◆ **Required work**: In full and without change, transcribe the records below.

[[ Record set open ]]

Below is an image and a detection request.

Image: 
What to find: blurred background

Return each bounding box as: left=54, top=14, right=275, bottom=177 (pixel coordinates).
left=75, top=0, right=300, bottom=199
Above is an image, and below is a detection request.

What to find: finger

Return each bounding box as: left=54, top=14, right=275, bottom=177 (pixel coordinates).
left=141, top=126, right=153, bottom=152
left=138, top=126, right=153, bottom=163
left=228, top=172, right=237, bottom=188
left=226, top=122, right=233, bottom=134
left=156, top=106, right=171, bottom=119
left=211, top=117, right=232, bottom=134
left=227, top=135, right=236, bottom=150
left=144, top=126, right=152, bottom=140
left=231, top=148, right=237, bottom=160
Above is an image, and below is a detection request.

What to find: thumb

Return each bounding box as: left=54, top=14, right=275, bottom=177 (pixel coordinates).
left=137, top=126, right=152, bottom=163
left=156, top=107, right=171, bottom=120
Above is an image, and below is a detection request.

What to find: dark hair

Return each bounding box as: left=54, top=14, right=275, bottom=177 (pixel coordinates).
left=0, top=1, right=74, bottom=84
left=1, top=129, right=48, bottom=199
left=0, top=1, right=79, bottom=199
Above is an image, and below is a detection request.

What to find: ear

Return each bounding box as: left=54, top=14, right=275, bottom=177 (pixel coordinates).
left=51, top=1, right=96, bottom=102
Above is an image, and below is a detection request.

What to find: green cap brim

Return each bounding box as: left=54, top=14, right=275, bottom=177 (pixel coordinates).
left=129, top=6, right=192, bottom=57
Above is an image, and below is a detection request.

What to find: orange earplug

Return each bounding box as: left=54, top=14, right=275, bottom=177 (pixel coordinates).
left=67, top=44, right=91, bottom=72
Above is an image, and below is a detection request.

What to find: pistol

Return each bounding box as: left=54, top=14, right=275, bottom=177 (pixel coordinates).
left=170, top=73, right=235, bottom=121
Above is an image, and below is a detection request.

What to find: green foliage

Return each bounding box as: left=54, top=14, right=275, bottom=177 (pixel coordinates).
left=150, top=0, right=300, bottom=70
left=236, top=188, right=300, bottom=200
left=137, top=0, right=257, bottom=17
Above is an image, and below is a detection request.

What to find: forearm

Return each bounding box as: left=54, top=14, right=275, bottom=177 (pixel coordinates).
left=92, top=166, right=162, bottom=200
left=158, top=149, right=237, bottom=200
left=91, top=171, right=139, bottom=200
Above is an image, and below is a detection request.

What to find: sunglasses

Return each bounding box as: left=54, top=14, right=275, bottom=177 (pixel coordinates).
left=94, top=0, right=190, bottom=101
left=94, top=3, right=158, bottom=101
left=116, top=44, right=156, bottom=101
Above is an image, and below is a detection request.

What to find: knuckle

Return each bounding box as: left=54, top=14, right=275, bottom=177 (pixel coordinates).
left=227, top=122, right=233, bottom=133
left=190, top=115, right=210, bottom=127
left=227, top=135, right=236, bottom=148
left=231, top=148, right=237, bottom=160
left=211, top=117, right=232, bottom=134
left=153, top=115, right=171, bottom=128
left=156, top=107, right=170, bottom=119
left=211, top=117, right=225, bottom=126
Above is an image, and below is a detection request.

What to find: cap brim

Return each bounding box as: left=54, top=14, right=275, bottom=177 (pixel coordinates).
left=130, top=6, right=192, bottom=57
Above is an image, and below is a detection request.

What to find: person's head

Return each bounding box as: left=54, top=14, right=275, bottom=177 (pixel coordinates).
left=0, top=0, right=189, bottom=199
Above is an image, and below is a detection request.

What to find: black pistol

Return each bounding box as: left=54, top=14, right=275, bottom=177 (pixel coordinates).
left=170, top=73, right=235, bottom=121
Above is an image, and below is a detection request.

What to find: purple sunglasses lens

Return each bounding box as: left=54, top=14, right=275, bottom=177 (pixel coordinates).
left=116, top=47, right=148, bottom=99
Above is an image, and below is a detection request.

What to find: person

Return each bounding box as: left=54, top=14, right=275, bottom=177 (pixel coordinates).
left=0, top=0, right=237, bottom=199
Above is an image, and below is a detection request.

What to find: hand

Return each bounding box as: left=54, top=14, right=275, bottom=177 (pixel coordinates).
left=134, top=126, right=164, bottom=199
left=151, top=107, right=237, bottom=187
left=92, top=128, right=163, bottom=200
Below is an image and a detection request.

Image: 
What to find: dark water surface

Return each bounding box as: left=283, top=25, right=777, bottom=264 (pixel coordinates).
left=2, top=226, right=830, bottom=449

[[ Record set closed ]]

◆ **Answer area**:
Below is an image and a detection request.

Image: 
What to find: blurred background

Return each bounding box as: left=54, top=14, right=275, bottom=177 (pixel coordinates).
left=75, top=0, right=300, bottom=199
Above is an image, and below is a detection request.

What to find: finger

Return each bounding box as: left=54, top=14, right=275, bottom=177 (pixel coordinates).
left=141, top=126, right=153, bottom=152
left=138, top=126, right=153, bottom=163
left=228, top=172, right=237, bottom=188
left=226, top=122, right=233, bottom=134
left=156, top=106, right=171, bottom=119
left=211, top=117, right=232, bottom=134
left=227, top=135, right=236, bottom=150
left=144, top=126, right=152, bottom=140
left=231, top=148, right=237, bottom=160
Above is an image, and below is a detection request.

What to find: thumb

Return each bounding box as: left=54, top=14, right=275, bottom=177 (pixel coordinates).
left=137, top=126, right=152, bottom=163
left=156, top=107, right=171, bottom=120
Above is an image, and below is a detection request.

What to find: dark hair

Return each bounding box as: left=54, top=14, right=275, bottom=177 (pixel coordinates).
left=0, top=1, right=74, bottom=84
left=1, top=129, right=48, bottom=199
left=0, top=1, right=79, bottom=199
Above is an image, and below is a detection request.

What to find: ear

Return each bounding box as: left=54, top=14, right=275, bottom=177 (pixel coordinates).
left=51, top=1, right=96, bottom=102
Above is an image, and below is a detection request.

What to find: green cap brim

Return each bounding box as: left=54, top=14, right=275, bottom=177 (pixel coordinates).
left=129, top=6, right=192, bottom=57
Above is an image, and below is a detection request.

What to find: orange earplug

Return each bounding box as: left=54, top=14, right=275, bottom=177 (pixel coordinates).
left=67, top=44, right=91, bottom=72
Above is an image, and below is a detection request.

What to find: pistol

Return each bounding box as: left=54, top=14, right=275, bottom=177 (pixel coordinates).
left=170, top=73, right=235, bottom=121
Above is an image, and below is a detection request.

What to find: green foliage

Return each bounding box as: left=54, top=14, right=275, bottom=177 (pixel coordinates).
left=150, top=0, right=300, bottom=70
left=236, top=188, right=300, bottom=200
left=137, top=0, right=257, bottom=17
Above is an image, and below is a detection request.

What to find: forearm

Return each bounding box as: left=54, top=14, right=275, bottom=177 (pixel coordinates).
left=92, top=166, right=162, bottom=200
left=158, top=149, right=237, bottom=200
left=91, top=171, right=139, bottom=200
Above is an image, and below is a detection request.

What to find: sunglasses

Return each bounding box as: left=54, top=14, right=275, bottom=177 (pixel coordinates).
left=94, top=0, right=190, bottom=101
left=94, top=3, right=158, bottom=101
left=116, top=44, right=156, bottom=101
Above is an image, and below is a detection request.

What to find: knuckle

Return each bounding box as: left=54, top=14, right=275, bottom=177 (pixel coordinates).
left=227, top=122, right=233, bottom=133
left=190, top=115, right=210, bottom=127
left=227, top=135, right=236, bottom=148
left=231, top=148, right=237, bottom=160
left=211, top=117, right=232, bottom=134
left=153, top=115, right=171, bottom=128
left=156, top=107, right=170, bottom=119
left=211, top=117, right=225, bottom=126
Above is an image, and below is a detection request.

What to find: cap brim

Return each bounding box as: left=54, top=14, right=275, bottom=177 (pixel coordinates).
left=130, top=6, right=192, bottom=57
Above is an image, and below is a detection request.

What to find: person's head

Return each bounding box as: left=54, top=14, right=275, bottom=177 (pixel coordinates).
left=0, top=0, right=189, bottom=199
Above is an image, and below is a detection request.

What to find: black pistol

Return each bounding box as: left=54, top=14, right=275, bottom=177 (pixel coordinates).
left=170, top=73, right=235, bottom=121
Above is an image, and below is a detection request.

What to find: purple sunglasses lens

Return each bounding box as: left=54, top=14, right=275, bottom=177 (pixel coordinates).
left=116, top=47, right=148, bottom=99
Above is an image, and below is a detection request.

What to find: person

Return each bounding box as: left=54, top=14, right=275, bottom=177 (pixel coordinates).
left=0, top=0, right=237, bottom=199
Above is an image, and below is a detection request.

What to find: hand

Return each bounding box as: left=54, top=14, right=275, bottom=177 (pixel coordinates).
left=134, top=126, right=164, bottom=199
left=151, top=107, right=237, bottom=187
left=92, top=128, right=163, bottom=200
Below is an image and a detection request.

Image: 
What to find: dark water surface

Return each bounding box as: left=283, top=25, right=777, bottom=264 (pixel coordinates).
left=2, top=226, right=830, bottom=449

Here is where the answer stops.